• [Items taken from a data source]:

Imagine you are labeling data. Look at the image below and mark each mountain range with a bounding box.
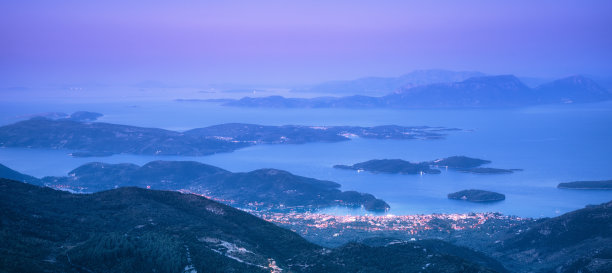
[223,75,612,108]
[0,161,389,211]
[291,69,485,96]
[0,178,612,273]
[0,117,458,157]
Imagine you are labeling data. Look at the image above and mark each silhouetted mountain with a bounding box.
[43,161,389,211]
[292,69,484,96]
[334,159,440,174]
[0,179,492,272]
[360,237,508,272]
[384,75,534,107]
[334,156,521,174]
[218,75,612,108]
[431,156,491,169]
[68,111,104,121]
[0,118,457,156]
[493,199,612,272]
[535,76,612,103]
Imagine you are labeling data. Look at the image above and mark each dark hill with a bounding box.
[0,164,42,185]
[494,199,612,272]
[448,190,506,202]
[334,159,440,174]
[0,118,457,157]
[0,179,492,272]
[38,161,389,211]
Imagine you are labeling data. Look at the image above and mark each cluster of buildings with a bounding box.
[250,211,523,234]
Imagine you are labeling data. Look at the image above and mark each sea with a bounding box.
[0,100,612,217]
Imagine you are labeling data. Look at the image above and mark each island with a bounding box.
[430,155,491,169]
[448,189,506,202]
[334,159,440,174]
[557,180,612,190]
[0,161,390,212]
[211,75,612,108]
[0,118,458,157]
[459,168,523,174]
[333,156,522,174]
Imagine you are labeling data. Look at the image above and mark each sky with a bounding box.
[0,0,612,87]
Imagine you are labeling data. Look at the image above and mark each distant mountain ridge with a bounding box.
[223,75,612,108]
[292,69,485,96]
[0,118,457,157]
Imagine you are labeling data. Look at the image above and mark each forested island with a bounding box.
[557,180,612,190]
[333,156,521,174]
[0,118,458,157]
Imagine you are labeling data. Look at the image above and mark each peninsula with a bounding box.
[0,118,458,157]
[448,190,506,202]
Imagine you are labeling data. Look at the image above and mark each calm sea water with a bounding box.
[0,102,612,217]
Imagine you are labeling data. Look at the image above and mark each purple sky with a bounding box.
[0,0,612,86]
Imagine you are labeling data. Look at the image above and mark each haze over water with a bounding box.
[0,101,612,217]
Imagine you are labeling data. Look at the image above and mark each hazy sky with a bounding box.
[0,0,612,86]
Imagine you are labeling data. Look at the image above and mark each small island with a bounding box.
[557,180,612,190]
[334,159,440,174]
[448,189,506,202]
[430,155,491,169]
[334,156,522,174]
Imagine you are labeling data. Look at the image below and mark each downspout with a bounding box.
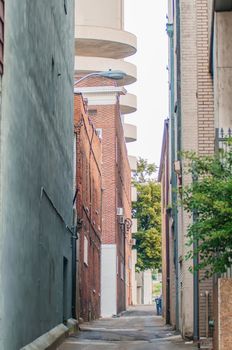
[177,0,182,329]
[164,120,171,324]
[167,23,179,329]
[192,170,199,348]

• [Written exercise]:
Write out all of these lines again, substituting "rectangle" for "bounding box" everywhere and leaving everything else unchanged. Omit the pictures.

• [Right answer]:
Imagine you are labeling data. Look at the image below and mark each mountain range with a rectangle.
[223,75,612,108]
[0,161,389,211]
[291,69,485,96]
[0,178,612,273]
[0,117,458,157]
Imagine you are labeling data. Look at the image above and mark each silhouetted mountain with a rectangle.
[43,161,389,211]
[292,69,484,96]
[334,159,440,174]
[0,179,492,272]
[360,237,508,272]
[384,75,534,107]
[334,156,521,174]
[218,75,612,108]
[431,156,491,169]
[68,111,104,121]
[0,118,457,156]
[493,199,612,272]
[535,76,612,103]
Imagine you are labeling data. Look at the image above and mark each dark hill with a rectangle.
[0,164,42,185]
[494,199,612,272]
[448,190,506,202]
[334,159,440,174]
[0,118,457,157]
[0,179,492,272]
[38,161,389,211]
Imagine you are labeling data. Look at the image above and mark each cluster of buildings with a rectangle.
[250,211,523,234]
Imagine you are labeling data. Look at the image above and mark each sea with a rectangle.
[0,100,612,217]
Imagine you are labeling data. Look at the image above and mark each island with a rectangle.
[430,155,491,169]
[448,189,506,202]
[334,159,440,174]
[557,180,612,190]
[0,161,390,212]
[211,75,612,108]
[0,118,458,157]
[459,168,523,174]
[333,156,522,174]
Imagine you are labeling data. Look at the image above and mark each sky with a rectangle.
[0,0,612,87]
Imagine you are labeling data. Look at the image above and mark each distant mountain ridge with a rectangle.
[223,75,612,108]
[292,69,485,96]
[0,118,457,157]
Imagine you are labeling data. Look at the image above and mark each forested island with a rectangle.
[557,180,612,190]
[333,156,521,174]
[0,118,458,157]
Imagine you are labeling data. Look at the image above and mark each peninsula with a rectangle.
[0,118,458,157]
[448,190,506,202]
Imagine you are labeling data. Look at the image above and mark each calm sea water with a rectangle.
[0,102,612,217]
Imagine you are labeling data. Look at the image above and mark each purple sky with a rectangle.
[0,0,612,86]
Imagine you are labeling data. Look at the image above and mark each haze over water with a rectangle.
[0,101,612,217]
Imagine you are labeling data. Look at the image above and mark each hazy sky with a rectangle.
[0,0,612,86]
Imagine you are labeling data. Look at the image above and mark each small island with a rectangle.
[557,180,612,190]
[334,159,440,174]
[448,189,506,202]
[430,155,491,169]
[334,156,522,174]
Imagine you are labeling data. Look at the image below and mark each downspout with a rectangle.
[177,0,182,329]
[164,120,171,324]
[167,23,179,329]
[192,170,199,348]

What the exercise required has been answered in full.